→ ЗАДАЧИ ДЛЯ РЕШЕНИЯ:
[1] Ответьте на вопросы по тексту о Марии Астафьевой-Корякиной.
(a) В каком году Мария Корякина поступила в Лысьвенский механико-металлургический техникум?
(b) Сколько детей было в семье Корякиных?
(c) Какое название позже получила повесть «Ночное дежурство»?
[2] Определите, соответствуют ли утверждения тексту о Марии Астафьевой-Корякиной. Для каждого ответьте «да» или «нет» и приведите решающие слова текста.
(a) Отец Марии Семеновны работал на железной дороге стрелочником.
(b) Техникум Мария Семеновна окончила очно.
(c) В 1966 году супруги переехали в Пермь.
[3] Перепишите, пожалуйста, фрагмент текста о Марии Астафьевой-Корякиной, который открывается словами «В начале Великой» и завершается словами «части Виктором Астафьевым.». При этом замените «весной» на «осенью».

«Мария Астафьева- Корякина. Портрет жены писателя»:

виртуальная лекция-воспоминание, к 100- летию со дня рождения.

 

Не у всякого жена Марья, а кому Бог даст…
В. П. Астафьев


Мария Семеновна Астафьева-Корякина родилась 22 августа 1920 года в городе Чусовом Пермской области (ныне Пермский край) в большой многодетной семье. Отец Семен Агафонович Корякин работал стрелочником на железной дороге, впоследствии - составителем поездов. Мать, Пелагия Андреевна, растила детей – их было девять человек, вела дом и хозяйство.


В 1933 году Мария Корякина поступила в Лысьвенский механико-металлургический техникум на химическое отделение. После третьего курса, оставив учебу, начала работать в химической лаборатории Чусовского металлургического завода, чтобы помогать семье. Техникум окончила позже заочно.
 
В начале Великой Отечественной войны Мария Семеновна окончила курсы медсестер и весной 1943 года добровольно ушла на фронт. В годы войны состоялось ее знакомство с мужем, будущим великим писателем, а тогда солдатом нестроевой части Виктором Астафьевым.

 
Фотографии в юности (слева) и с мужем и детьми (справа)
 

 
В конце 1945 года, демобилизовавшись, супруги вернулись в город Чусовой.
Мария Семеновна занималась плановой работой в местной промышленности, потом была радиожурналистом. В 1966 году супруги переехали в Пермь, где Астафьева-Корякина начала пробовать свои силы в литературе. Ее первый рассказ "Трудное счастье" был опубликован 10 октября 1965 года в пермской газете "Звезда". Затем вышла в свет повесть "Ночное дежурство", которая позже получила название "Отец" (1968).

→ ИСХОДНЫЕ ДАННЫЕ:
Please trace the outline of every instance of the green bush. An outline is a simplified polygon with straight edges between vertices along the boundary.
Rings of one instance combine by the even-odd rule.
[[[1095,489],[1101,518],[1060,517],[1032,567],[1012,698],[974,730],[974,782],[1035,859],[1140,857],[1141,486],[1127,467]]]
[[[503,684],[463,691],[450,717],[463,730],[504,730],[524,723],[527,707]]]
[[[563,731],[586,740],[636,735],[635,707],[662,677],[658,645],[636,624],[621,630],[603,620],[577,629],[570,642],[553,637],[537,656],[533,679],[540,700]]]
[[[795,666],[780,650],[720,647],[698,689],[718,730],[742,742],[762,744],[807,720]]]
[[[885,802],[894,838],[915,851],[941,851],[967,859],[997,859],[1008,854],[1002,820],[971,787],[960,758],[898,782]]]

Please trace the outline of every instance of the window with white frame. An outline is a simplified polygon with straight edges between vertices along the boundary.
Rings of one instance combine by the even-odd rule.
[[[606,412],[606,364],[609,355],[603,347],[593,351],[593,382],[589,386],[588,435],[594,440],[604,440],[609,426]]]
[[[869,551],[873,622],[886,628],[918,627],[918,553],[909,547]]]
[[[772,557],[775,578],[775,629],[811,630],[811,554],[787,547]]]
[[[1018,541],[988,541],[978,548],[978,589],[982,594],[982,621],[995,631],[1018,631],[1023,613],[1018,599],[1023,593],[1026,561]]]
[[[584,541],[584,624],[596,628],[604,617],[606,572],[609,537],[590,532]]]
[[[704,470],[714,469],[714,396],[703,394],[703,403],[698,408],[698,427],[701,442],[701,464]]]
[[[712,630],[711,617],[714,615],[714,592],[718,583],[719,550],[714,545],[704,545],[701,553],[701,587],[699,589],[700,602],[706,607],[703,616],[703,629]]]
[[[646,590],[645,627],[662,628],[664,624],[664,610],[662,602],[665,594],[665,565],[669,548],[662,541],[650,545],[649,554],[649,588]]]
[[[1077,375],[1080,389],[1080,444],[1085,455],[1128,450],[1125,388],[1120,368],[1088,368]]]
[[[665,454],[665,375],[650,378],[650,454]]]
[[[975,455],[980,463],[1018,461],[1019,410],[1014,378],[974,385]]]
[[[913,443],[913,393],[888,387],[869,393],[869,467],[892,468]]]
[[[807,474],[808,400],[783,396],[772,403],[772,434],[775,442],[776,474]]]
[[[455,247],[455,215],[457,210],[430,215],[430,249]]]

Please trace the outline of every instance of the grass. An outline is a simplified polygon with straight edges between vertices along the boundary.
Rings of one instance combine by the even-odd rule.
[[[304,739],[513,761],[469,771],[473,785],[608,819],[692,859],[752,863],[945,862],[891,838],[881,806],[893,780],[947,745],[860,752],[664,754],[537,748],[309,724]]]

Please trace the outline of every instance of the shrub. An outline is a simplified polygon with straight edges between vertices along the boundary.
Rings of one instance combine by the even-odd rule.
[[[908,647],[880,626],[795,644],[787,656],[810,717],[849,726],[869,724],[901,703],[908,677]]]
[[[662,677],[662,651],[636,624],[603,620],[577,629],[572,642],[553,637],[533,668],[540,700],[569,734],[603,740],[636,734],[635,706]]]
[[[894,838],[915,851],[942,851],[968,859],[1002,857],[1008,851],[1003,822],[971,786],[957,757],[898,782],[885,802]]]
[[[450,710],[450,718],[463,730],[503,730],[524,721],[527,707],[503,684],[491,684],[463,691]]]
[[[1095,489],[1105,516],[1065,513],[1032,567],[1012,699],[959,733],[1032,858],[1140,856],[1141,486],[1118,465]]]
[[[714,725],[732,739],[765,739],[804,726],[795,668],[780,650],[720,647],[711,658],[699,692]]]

→ ОТВЕТЫ К УПРАЖНЕНИЮ:
[1]
(a) В 1933 году.
(b) Девять.
(c) «Отец».

[2]
(a) Да: «Отец Семен Агафонович Корякин работал стрелочником на железной дороге».
(b) Нет: «Техникум окончила позже заочно».
(c) Да: «В 1966 году супруги переехали в Пермь».

[3]
В начале Великой Отечественной войны Мария Семеновна окончила курсы медсестер и осенью 1943 года добровольно ушла на фронт. В годы войны состоялось ее знакомство с мужем, будущим великим писателем, а тогда солдатом нестроевой части Виктором Астафьевым.